Problem
Every line below must be reproduced exactly. Copy them all.

Data entries:
|---|
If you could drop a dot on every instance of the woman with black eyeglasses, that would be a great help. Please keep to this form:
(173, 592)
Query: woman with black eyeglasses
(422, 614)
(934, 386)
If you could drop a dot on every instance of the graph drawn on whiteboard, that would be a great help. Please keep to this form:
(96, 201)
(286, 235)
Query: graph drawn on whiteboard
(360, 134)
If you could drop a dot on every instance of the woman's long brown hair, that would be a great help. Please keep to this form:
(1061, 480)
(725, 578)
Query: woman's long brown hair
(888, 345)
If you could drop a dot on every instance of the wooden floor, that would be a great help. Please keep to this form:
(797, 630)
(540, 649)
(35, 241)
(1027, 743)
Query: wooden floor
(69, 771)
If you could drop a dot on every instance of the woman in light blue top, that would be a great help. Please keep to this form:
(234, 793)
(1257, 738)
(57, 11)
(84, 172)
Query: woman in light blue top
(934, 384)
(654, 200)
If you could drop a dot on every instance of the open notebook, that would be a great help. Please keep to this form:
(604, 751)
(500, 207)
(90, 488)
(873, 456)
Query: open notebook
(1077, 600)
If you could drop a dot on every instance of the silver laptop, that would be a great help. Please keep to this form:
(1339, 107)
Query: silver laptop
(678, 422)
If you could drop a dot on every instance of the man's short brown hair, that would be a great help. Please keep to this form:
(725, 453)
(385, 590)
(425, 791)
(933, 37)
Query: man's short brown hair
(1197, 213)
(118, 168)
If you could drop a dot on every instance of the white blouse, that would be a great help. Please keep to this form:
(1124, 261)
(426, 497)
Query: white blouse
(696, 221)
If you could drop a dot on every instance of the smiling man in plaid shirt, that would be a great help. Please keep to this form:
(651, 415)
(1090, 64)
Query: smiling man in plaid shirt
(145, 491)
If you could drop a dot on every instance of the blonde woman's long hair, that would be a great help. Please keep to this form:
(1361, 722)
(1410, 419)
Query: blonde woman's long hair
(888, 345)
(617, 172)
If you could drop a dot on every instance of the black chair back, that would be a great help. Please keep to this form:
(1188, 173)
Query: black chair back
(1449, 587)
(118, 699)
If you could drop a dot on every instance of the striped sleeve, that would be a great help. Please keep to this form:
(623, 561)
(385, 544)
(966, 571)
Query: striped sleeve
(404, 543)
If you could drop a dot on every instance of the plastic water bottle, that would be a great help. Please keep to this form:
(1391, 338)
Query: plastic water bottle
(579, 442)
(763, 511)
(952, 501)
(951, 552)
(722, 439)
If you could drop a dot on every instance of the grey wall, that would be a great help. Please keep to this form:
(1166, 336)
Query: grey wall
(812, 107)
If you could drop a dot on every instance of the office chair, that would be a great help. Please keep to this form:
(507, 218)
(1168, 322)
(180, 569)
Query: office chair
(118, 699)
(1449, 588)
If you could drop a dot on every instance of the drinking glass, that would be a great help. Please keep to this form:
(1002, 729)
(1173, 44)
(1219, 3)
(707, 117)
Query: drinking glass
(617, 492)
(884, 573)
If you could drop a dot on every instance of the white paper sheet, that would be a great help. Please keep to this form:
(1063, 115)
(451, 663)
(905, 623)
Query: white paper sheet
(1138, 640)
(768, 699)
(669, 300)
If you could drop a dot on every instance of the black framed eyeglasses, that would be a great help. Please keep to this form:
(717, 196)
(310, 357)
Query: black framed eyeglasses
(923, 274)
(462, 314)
|---|
Solved exercise
If you could drop a dot on every instance of the woman with black eyeglasses, that would be a great help. Please keep to this form:
(173, 592)
Query: woman with black eyeglasses
(422, 614)
(934, 386)
If you could drop a dot on every instance of the graph drawn on whiteboard, that would be a great help. Please keep to this form:
(96, 201)
(286, 235)
Query: graph drawn on whiteboard
(360, 134)
If you could drop a dot on every instance of the woman's long brown hair, that would be a great help. Please keep to this form:
(1061, 480)
(725, 578)
Query: woman's long brown hair
(888, 345)
If you could drop a dot on every instance of the wooden floor, that would be a great help. Please keep to this form:
(797, 630)
(540, 649)
(35, 241)
(1027, 743)
Query: wooden floor
(69, 771)
If you could drop a dot on every instance of the woman in light blue top, that would be a great help. Please keep to this form:
(234, 793)
(1257, 738)
(57, 11)
(84, 172)
Query: woman in light blue top
(934, 384)
(654, 200)
If you could drop a dot on every instance of the open notebook, that would be a great help. Please keep to this form:
(604, 751)
(500, 207)
(90, 488)
(873, 456)
Query: open notebook
(1077, 600)
If you could drop a dot on every instance of the silver laptop, that would be a great help. Please keep to this form:
(1339, 107)
Query: silver laptop
(678, 422)
If you could drop a dot on every instance of the man's short brown hair, that would be a great help. Please keep to this form:
(725, 453)
(385, 590)
(425, 791)
(933, 37)
Query: man's short brown hair
(1197, 213)
(118, 168)
If you could drop a dot on every instance of the white blouse, that would be a great help. Please keep to this form:
(1124, 261)
(426, 497)
Query: white blouse
(696, 221)
If you could drop a dot on every instance of the smiling man in plaid shirt, that would be a great help. Please keep to this form:
(651, 415)
(1090, 64)
Query: smiling man in plaid shirt
(145, 491)
If you could drop a dot on every instance of the blonde woman's long hair, that would be a great help. Please keep to this form:
(1361, 722)
(1410, 419)
Query: blonde woman's long hair
(888, 345)
(617, 172)
If you could drop a dot on every instance of the black chair back, that would be a great help. Please keep to this form:
(1188, 173)
Query: black chair back
(1449, 587)
(118, 699)
If you could drop a dot on every instance of the striped sleeve, that would be a great help. Please keep to this form:
(623, 561)
(385, 544)
(966, 571)
Query: striped sleeve
(404, 543)
If you could drop a dot on every instance of the plastic water bottle, that would be a great help. Please keep to this form:
(1391, 338)
Query: plastic water bottle
(579, 442)
(763, 511)
(952, 501)
(951, 552)
(722, 439)
If you could drop a dot on every instance of the grey wall, that would be a great help. Please keep to this form:
(1166, 336)
Query: grey wall
(812, 107)
If you could drop a dot on every instance of the office chair, that would be a great help. Please keep to this form:
(507, 218)
(1168, 322)
(180, 569)
Query: office chair
(118, 699)
(1449, 588)
If you could drop a dot on every instance of the drinking glass, that would be a great help. Please keep to this form:
(1002, 729)
(1173, 44)
(1219, 3)
(707, 117)
Query: drinking glass
(617, 492)
(884, 573)
If you could drop a dot on every instance of the white paper sheet, that would be a great help. Please keep to this form:
(1063, 115)
(451, 663)
(905, 623)
Query: white paper sheet
(1138, 640)
(768, 699)
(669, 300)
If you could drop a dot on every instance of the black framed eyeglasses, that would be a great help. Please keep to this form:
(717, 196)
(310, 357)
Query: black framed eyeglasses
(923, 274)
(462, 314)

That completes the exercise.